Meus queridos Amigos ( memórias dos anos de chumbo musicada )


BOM DIA A TODOS….aos meus “Queridos amigos”

Estamos no último sábado do mês do outubro Rosa, da paz e da prevenção do câncer de mama. Aquele fim de primavera no Brasil e, fim de outono para mim no hemisfério norte.
Lá ainda temos flores, “para nao dizer que eu nao falei de flores” e, caminhando e cantando vamos todos novamente rumo a um verão tórrido ou um inverno gelado, queimando a pele, congelando os ossos e afetando, pelo jeito, os “miolos” de muitos. Como foi o caso do inesquecível Geraldo Vandré, que mesmo ainda vivo e cantando, nunca mais deve ter se esquecido dessas últimas flores, talvez aquelas que cobriram os caixões de muitos de seus companheiros, aqueles que tiveram a chance de tê-lo! Muitos, nem isso!

Eu, vivi essa época e, me lembro vagamente aos 10/11 anos, de um primeiro carnaval no Rio de Janeiro, já que eu sempre toda a vida até então e, muito anos depois também, passei meus carnavais em Ibicuí, uma praia ex-deliciosa, no caminho entre o Rio e Angra dos Reis.

Por que esse carnaval me marcou tanto? Meus pais estavam muito preocupados com a falta de emprego, pois meu pai trabalhava numa empresa aérea chamada "PANAIR do BRASIL"  a primeira e maior companhia aérea brasileira. Como já diz o Milton Nascimento e imortalizado por Elis Regina -nas asas da panair” - na sua linda canção

Sim, a Panair tinha «falido». Coisa impossível de ser aceita pelo meu pai, pois ele era o Tesoureiro chefe da companhia e, sabia perfeitamente, que ela não estava falida. Sim tinha alguns balanços “ vermelhos” por compras de aviões novos, como toda companhia de aviação do Mundo tinha mas, o seu patrimônio era imenso .

**Dados da tarefa:**

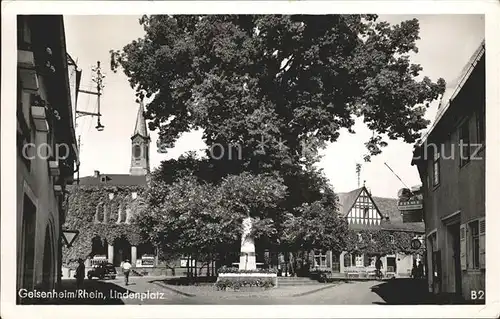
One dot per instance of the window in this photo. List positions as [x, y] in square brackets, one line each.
[23, 33]
[28, 243]
[137, 151]
[480, 116]
[474, 244]
[359, 261]
[320, 260]
[464, 143]
[348, 260]
[435, 168]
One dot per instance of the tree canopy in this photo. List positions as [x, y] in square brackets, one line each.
[281, 79]
[268, 92]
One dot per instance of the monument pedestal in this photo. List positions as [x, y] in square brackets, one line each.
[247, 261]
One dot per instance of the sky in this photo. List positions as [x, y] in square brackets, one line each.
[447, 43]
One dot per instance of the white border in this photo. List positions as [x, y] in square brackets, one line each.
[8, 156]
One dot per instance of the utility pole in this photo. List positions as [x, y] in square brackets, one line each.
[78, 172]
[398, 177]
[97, 78]
[358, 171]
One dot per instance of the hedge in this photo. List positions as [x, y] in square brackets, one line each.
[237, 283]
[235, 270]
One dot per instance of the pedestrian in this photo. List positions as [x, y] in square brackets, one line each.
[126, 270]
[80, 274]
[378, 266]
[420, 269]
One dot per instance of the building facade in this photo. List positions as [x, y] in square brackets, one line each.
[102, 207]
[46, 155]
[365, 213]
[451, 164]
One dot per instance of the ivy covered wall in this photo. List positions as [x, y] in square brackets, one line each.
[91, 211]
[382, 242]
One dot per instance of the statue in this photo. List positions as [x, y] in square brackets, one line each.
[247, 255]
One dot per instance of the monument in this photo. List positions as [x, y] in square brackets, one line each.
[247, 252]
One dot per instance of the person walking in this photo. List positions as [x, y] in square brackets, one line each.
[378, 266]
[126, 270]
[80, 274]
[414, 270]
[420, 270]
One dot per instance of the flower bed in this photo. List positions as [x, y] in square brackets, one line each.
[245, 283]
[235, 270]
[235, 279]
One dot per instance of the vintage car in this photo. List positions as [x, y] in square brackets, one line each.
[101, 271]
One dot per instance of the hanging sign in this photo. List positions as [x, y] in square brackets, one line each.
[69, 236]
[415, 243]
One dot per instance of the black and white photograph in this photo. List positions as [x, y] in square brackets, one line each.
[249, 159]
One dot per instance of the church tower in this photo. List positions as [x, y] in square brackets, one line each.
[140, 145]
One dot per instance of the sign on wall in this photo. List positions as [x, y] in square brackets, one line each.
[411, 204]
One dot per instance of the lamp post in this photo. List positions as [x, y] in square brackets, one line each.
[98, 80]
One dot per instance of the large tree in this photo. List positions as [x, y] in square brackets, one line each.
[268, 91]
[281, 79]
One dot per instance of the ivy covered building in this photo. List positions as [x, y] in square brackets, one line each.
[377, 229]
[102, 208]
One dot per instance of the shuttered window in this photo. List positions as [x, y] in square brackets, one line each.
[464, 143]
[436, 169]
[463, 247]
[321, 260]
[474, 244]
[482, 243]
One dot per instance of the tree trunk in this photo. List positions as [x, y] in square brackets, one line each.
[208, 265]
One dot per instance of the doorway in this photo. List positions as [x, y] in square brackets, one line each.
[47, 261]
[454, 231]
[122, 251]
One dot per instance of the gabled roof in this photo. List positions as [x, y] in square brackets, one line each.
[453, 88]
[347, 200]
[387, 207]
[114, 179]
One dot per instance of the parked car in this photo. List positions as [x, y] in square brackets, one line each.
[106, 270]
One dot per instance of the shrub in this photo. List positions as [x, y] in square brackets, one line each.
[234, 270]
[237, 283]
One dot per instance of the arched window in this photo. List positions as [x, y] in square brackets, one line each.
[137, 151]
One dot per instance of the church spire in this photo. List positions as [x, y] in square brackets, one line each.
[139, 164]
[140, 122]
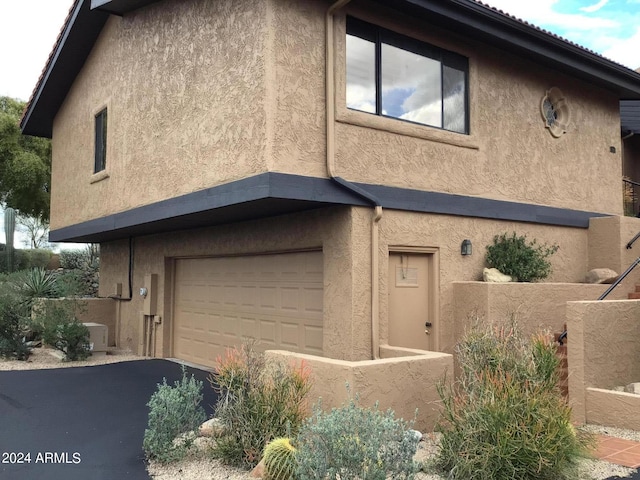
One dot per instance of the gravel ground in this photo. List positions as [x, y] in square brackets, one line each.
[199, 467]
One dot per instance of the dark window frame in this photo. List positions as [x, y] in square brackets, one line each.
[100, 145]
[379, 35]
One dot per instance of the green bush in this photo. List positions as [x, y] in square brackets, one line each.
[352, 443]
[515, 256]
[61, 329]
[173, 411]
[258, 402]
[504, 418]
[13, 327]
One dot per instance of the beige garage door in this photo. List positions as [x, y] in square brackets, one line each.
[276, 299]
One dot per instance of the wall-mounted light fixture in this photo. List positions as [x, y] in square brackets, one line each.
[466, 248]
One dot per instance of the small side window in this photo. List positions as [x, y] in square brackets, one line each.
[100, 156]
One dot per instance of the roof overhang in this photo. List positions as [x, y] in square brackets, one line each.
[119, 7]
[466, 17]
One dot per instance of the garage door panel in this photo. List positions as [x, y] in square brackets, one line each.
[276, 299]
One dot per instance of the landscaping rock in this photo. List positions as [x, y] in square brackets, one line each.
[494, 275]
[212, 428]
[601, 275]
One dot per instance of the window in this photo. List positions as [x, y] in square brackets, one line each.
[100, 156]
[396, 76]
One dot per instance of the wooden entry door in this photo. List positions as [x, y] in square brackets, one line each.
[412, 300]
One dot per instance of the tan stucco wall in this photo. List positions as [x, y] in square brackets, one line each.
[403, 384]
[200, 93]
[602, 353]
[336, 231]
[446, 233]
[185, 87]
[509, 155]
[344, 235]
[537, 307]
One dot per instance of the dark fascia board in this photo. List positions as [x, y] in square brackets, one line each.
[119, 7]
[271, 194]
[71, 51]
[471, 19]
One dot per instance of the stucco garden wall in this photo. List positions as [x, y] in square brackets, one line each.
[403, 384]
[602, 353]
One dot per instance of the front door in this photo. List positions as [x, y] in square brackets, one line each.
[412, 287]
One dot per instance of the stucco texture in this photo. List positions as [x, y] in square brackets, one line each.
[603, 353]
[509, 154]
[184, 83]
[336, 232]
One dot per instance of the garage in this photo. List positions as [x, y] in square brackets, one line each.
[275, 298]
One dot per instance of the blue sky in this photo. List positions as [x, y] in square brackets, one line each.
[609, 27]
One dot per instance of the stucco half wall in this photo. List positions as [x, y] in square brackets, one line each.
[403, 380]
[603, 353]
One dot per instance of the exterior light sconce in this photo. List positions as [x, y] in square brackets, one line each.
[466, 248]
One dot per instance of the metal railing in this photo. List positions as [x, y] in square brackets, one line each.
[619, 280]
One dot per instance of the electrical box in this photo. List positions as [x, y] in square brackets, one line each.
[98, 336]
[149, 305]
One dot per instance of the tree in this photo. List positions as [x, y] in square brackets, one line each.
[36, 230]
[25, 164]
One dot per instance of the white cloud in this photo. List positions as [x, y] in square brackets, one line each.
[594, 8]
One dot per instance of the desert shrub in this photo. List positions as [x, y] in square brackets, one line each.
[504, 418]
[13, 327]
[62, 330]
[258, 402]
[352, 442]
[515, 256]
[173, 411]
[70, 283]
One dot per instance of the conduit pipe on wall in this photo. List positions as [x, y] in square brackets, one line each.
[331, 171]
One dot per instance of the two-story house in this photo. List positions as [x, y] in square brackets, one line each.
[306, 172]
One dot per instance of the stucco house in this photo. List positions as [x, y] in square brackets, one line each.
[306, 173]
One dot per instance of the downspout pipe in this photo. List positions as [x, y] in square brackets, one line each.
[331, 172]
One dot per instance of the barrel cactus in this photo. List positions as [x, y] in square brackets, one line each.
[9, 229]
[279, 460]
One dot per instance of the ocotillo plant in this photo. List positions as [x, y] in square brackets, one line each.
[9, 229]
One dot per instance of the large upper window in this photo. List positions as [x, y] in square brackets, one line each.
[396, 76]
[100, 148]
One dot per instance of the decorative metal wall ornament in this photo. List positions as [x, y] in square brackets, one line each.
[554, 108]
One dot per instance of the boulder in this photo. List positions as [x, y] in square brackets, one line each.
[495, 276]
[633, 388]
[212, 428]
[601, 275]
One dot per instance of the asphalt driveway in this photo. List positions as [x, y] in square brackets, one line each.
[81, 423]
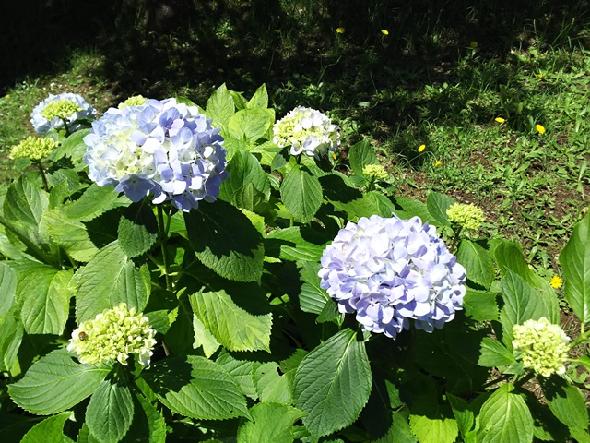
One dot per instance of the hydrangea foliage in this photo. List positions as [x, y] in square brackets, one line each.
[60, 111]
[467, 216]
[389, 271]
[111, 336]
[542, 346]
[306, 130]
[33, 148]
[163, 148]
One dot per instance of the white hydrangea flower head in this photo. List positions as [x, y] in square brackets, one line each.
[542, 346]
[111, 336]
[59, 111]
[306, 130]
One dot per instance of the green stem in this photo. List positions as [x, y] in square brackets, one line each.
[43, 177]
[163, 237]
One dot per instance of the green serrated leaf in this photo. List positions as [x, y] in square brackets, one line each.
[334, 399]
[55, 383]
[433, 430]
[360, 155]
[494, 354]
[110, 411]
[197, 387]
[504, 418]
[220, 106]
[437, 205]
[575, 262]
[481, 306]
[8, 282]
[44, 295]
[70, 234]
[232, 326]
[108, 279]
[49, 430]
[477, 262]
[302, 194]
[225, 241]
[93, 202]
[138, 231]
[270, 422]
[523, 302]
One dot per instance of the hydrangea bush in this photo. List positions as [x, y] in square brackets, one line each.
[178, 273]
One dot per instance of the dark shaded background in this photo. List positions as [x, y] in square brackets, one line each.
[155, 46]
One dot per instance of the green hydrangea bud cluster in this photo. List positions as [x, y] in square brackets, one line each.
[136, 100]
[111, 336]
[467, 216]
[376, 171]
[62, 109]
[33, 148]
[541, 346]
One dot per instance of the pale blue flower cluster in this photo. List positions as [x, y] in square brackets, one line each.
[389, 271]
[59, 110]
[163, 148]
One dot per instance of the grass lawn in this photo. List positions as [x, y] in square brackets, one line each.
[532, 186]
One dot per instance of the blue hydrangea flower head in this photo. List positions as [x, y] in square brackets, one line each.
[162, 148]
[389, 271]
[56, 111]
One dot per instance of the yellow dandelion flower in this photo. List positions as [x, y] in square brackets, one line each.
[556, 282]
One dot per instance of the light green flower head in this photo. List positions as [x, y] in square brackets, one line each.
[541, 346]
[112, 336]
[62, 109]
[467, 216]
[33, 148]
[376, 171]
[136, 100]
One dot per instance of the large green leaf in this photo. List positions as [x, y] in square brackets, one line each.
[504, 418]
[270, 422]
[433, 430]
[312, 297]
[477, 262]
[494, 354]
[110, 411]
[250, 124]
[49, 430]
[197, 387]
[220, 106]
[523, 302]
[333, 383]
[247, 184]
[55, 383]
[438, 204]
[360, 155]
[225, 240]
[94, 201]
[25, 202]
[232, 326]
[70, 234]
[8, 281]
[302, 194]
[575, 262]
[44, 295]
[108, 279]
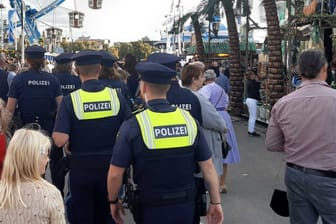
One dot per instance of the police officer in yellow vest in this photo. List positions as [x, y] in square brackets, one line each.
[88, 120]
[163, 144]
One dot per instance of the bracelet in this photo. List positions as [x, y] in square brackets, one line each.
[219, 203]
[113, 202]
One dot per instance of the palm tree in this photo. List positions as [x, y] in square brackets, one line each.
[208, 7]
[236, 77]
[275, 87]
[178, 27]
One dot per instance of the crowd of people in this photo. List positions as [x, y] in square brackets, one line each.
[94, 119]
[147, 136]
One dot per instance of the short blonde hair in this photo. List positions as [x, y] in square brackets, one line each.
[190, 71]
[22, 164]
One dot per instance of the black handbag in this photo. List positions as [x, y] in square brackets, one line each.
[225, 146]
[279, 203]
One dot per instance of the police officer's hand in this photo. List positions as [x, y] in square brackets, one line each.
[215, 214]
[116, 211]
[66, 149]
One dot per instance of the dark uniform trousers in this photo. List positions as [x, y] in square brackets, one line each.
[88, 181]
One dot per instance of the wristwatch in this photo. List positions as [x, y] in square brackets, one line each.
[113, 202]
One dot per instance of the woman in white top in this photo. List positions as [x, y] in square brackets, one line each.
[25, 197]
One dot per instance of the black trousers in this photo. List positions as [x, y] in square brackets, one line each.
[57, 168]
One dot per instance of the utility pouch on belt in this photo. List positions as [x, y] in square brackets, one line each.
[129, 200]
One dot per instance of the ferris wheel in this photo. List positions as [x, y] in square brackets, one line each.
[31, 12]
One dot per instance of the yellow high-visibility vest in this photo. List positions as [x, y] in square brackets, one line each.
[95, 105]
[167, 130]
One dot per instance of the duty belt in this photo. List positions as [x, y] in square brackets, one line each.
[167, 198]
[323, 173]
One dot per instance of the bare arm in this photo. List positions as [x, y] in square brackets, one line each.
[215, 212]
[114, 182]
[60, 139]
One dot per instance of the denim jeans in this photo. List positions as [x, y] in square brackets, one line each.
[309, 197]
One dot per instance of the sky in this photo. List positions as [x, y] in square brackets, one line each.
[122, 20]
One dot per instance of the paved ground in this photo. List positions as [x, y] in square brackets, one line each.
[251, 182]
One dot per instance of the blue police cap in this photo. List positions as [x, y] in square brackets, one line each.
[64, 58]
[87, 57]
[107, 59]
[35, 51]
[165, 59]
[154, 72]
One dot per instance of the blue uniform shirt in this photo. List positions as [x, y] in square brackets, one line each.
[183, 98]
[90, 137]
[36, 92]
[68, 82]
[4, 84]
[130, 149]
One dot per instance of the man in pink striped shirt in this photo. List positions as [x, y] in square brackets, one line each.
[303, 126]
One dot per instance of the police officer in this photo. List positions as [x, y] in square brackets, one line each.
[69, 82]
[5, 79]
[63, 72]
[178, 96]
[88, 120]
[162, 143]
[108, 74]
[36, 93]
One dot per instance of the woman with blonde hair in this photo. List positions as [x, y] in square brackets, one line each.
[25, 197]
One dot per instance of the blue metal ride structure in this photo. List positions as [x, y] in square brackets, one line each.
[30, 27]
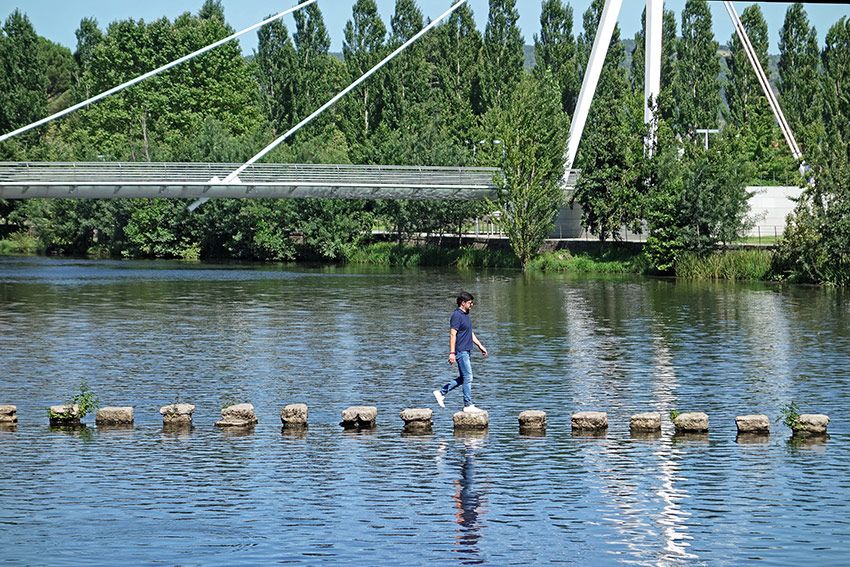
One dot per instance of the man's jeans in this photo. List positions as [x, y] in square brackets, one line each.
[464, 368]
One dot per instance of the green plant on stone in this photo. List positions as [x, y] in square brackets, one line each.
[232, 402]
[790, 415]
[85, 400]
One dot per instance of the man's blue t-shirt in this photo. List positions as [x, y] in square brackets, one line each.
[463, 325]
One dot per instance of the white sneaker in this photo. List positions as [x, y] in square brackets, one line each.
[440, 397]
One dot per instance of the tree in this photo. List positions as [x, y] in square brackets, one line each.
[156, 119]
[696, 89]
[362, 49]
[696, 198]
[503, 54]
[454, 57]
[749, 112]
[88, 37]
[814, 247]
[23, 80]
[555, 50]
[611, 149]
[799, 78]
[319, 75]
[533, 129]
[406, 78]
[276, 71]
[666, 103]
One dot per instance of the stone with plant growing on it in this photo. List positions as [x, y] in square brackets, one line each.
[70, 413]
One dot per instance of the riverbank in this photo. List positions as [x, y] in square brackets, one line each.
[558, 256]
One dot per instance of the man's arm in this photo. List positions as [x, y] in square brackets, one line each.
[480, 346]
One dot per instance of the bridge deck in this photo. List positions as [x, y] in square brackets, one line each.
[109, 180]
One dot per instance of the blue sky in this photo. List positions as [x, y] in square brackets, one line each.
[58, 19]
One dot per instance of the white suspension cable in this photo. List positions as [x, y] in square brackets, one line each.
[233, 177]
[763, 81]
[150, 74]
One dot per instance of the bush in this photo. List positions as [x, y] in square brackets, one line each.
[725, 265]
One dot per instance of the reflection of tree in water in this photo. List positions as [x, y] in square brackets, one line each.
[469, 505]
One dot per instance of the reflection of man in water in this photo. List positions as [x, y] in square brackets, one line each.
[469, 504]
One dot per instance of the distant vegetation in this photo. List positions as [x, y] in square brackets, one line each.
[458, 97]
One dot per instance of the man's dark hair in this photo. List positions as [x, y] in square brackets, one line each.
[464, 296]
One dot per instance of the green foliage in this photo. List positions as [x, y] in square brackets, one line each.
[390, 254]
[502, 54]
[694, 201]
[799, 78]
[609, 261]
[742, 265]
[790, 416]
[85, 400]
[696, 89]
[758, 136]
[533, 131]
[555, 50]
[608, 189]
[20, 242]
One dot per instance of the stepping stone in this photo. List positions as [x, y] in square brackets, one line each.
[359, 417]
[753, 424]
[8, 415]
[294, 415]
[811, 425]
[238, 415]
[114, 416]
[532, 420]
[691, 422]
[589, 420]
[466, 420]
[177, 414]
[417, 420]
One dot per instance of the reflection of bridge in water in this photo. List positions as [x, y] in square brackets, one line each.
[103, 180]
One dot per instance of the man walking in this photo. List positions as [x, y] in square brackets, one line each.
[461, 339]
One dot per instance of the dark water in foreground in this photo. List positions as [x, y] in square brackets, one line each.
[146, 334]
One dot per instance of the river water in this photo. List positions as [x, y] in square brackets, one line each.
[150, 333]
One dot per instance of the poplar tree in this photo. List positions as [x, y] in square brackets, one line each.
[555, 50]
[454, 56]
[749, 112]
[696, 88]
[276, 72]
[319, 75]
[799, 79]
[23, 74]
[534, 130]
[362, 49]
[406, 84]
[836, 77]
[503, 54]
[608, 190]
[666, 103]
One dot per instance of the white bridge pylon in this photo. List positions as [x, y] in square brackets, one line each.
[652, 74]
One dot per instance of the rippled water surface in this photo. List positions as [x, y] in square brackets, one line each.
[147, 334]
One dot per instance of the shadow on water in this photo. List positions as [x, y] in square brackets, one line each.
[469, 499]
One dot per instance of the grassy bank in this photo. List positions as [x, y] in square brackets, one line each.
[726, 265]
[612, 261]
[406, 255]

**O que fazer:**
**1.** Diga quantas linhas das entradas contêm a palavra "monument". Responda apenas com o número.
**2.** Escreva a continuação das memórias sobre os anos de chumbo e a Panair, começando logo após a última frase apresentada.

**Tarefas resolvidas:**
**1.** 2

**2.**
Mas a ditadura, instaurada pelo regime militar Brasileiro, em represaria politica a alguns empresários, fecharam em 1965 a empresa, assim como muitas outras também, como por exemplo, a querida Tv Excelsior dos “indiozinhos” da propaganda, e milhões de desempregados pelo Brasil e mundo afora, pois a Panair tinha equipes também na Europa e na América do Sul.

Depois de muitos anos, a comissão da verdade, confirmou aquilo que o meu pai dizia em casa baixinho, pois não se podia mais dizer nada abertamente.
Para mim ficou a sensação de medo, um segredo! Não se comenta nada do que você ouvir aqui, entendeu? Um carnaval no Sport Club Mackenzie no Méier e uma fantasia de bolinhas rosas junto com a minha prima Tetê,vestida de cigana! E, eu acho que a primeira sensação de medo do futuro, inocente, do tipo “será que não vamos mais à praia? Ou será que, não teremos dinheiro para eu comprar meus gibis no jornaleiro da rua? Leitura sempre foi o meu fraco, mesmo antes de pensar na comida! Afinal, isso nunca tinha faltado antes e felizmente, nem depois .

A vida foi passando, outros empregos apareceram. Meu pais se recusou a ir para a Varig, que ficou com todo o “lixo”, vários aviões novos e, muitos funcionários da Panair, mesmo seus melhores amigos. Para ele estava fora de questão, na sua teimosia taurina, a Varig era a co-responsável por isso, era a beneficiária de toda essa falência arbitrária. E ele era sempre muito teimoso, tem alguém que puxou a ele, algumas gerações depois.

Mas bom, apesar da teimosia e de todos os “tios Guilherme, Eunápio , Wilson etc, falarem ,venha conosco? Ele nao foi. Mudou para uma empresa de Whisky - a OLD LORD - do dono da ex cubana Bacardi, agora americanizada e logo a seguir, a PANAM outra cia aérea tb americana. O tempo nos mostrou depois, toda a influência da política americana nefasta, na nossa ditadura de então. Mas isso, ele não sabia ou se sabia, não tinha certeza, ninguém tinha certeza de nada naquela época.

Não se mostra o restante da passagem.